### TEXTAUSZUG
Dove Carnahan, vor Kurzem 50 Jahre alt geworden, ist Polizeichefin von Buchanan, einem Ort mitten in einer vom exzessiven Kohleabbau zerstörten Landschaft. Als eines Tages die Leiche eines Mädchens in einer glühenden Erdspalte gefunden wird, ist es mit der Beschaulichkeit – in diesem Fall ohnehin eher Trägheit statt Gemütlichkeit – rasch vorbei.

Verwüstet sind hier vor allem die Menschen: Sie sind feindselig, verhärmt und wortkarg. Doch Autorin Tawni O’Dell porträtiert ihre gewöhnungsbedürftigen, oft unsympathischen Figuren ausgewogen. Auch wie sich Frauen in dieser unfreundlichen Welt durchschlagen müssen, wird glaubwürdig thematisiert. “Wenn Engel brennen” überrascht bei allem Realismus allerdings auch mit trockenem Humor und unverhofftem Optimismus.

### BEREITGESTELLTE ANGABEN
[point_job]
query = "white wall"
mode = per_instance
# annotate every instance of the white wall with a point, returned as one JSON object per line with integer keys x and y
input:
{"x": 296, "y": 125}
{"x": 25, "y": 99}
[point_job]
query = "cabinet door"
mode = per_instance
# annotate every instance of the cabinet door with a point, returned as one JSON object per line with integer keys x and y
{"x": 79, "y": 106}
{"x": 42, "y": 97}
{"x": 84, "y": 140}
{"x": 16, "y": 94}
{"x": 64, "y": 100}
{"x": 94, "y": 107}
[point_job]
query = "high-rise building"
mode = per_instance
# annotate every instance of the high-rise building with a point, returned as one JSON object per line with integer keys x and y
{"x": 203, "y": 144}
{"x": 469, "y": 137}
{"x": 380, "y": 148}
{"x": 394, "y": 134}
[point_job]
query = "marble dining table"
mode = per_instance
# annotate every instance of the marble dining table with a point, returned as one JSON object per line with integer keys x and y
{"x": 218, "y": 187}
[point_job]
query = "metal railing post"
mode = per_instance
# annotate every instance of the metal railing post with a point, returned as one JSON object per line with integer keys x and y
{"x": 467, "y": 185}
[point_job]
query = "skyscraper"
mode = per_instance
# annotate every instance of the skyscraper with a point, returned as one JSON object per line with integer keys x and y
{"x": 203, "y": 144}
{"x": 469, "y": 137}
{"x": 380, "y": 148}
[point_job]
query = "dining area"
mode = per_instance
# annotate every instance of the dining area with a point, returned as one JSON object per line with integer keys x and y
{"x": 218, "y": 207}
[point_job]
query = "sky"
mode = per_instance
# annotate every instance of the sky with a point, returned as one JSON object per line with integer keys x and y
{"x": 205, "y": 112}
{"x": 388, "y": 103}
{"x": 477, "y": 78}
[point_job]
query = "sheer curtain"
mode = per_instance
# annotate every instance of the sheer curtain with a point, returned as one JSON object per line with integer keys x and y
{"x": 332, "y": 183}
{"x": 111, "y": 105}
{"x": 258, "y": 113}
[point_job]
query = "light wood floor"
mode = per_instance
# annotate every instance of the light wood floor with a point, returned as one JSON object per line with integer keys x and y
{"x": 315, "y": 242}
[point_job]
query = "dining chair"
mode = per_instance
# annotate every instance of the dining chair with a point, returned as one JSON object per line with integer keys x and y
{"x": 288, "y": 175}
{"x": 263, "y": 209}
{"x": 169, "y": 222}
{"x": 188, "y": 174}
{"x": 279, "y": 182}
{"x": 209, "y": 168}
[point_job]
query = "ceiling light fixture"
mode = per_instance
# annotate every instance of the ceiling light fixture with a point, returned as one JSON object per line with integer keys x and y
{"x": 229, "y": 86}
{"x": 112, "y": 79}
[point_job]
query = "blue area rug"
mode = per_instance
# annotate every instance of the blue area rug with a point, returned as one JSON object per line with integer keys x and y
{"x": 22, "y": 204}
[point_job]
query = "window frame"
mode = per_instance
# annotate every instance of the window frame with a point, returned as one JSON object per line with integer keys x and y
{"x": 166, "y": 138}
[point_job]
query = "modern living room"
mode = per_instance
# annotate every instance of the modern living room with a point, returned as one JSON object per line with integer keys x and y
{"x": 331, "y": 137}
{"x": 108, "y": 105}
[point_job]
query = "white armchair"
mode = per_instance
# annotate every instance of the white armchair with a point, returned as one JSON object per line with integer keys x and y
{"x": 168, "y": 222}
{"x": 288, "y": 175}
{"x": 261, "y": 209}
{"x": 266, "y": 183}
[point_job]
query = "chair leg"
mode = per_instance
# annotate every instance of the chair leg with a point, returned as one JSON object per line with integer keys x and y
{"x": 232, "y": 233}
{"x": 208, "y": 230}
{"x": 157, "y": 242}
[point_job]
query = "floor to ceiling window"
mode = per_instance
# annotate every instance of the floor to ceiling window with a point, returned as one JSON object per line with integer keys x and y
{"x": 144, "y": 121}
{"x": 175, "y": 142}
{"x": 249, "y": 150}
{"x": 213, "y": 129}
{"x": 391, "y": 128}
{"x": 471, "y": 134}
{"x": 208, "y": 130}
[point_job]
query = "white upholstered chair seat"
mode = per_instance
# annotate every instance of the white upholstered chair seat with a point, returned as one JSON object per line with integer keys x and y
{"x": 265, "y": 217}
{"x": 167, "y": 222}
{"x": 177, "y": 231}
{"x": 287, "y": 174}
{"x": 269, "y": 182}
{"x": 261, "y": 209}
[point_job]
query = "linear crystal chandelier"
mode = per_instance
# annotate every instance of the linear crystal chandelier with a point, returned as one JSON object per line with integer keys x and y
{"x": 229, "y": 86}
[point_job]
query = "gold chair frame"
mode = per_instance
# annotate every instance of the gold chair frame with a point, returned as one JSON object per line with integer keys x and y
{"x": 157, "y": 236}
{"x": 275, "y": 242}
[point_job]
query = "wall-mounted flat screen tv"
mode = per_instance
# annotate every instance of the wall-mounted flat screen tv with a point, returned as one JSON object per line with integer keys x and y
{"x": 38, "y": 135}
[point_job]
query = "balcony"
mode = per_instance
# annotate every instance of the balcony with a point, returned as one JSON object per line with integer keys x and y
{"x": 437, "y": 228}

### ARBEITSAUFTRAG
Welches Amt hat Dove Carnahan laut dem Textauszug in Buchanan inne?

### RICHTIGE ANTWORT
Sie ist Polizeichefin von Buchanan.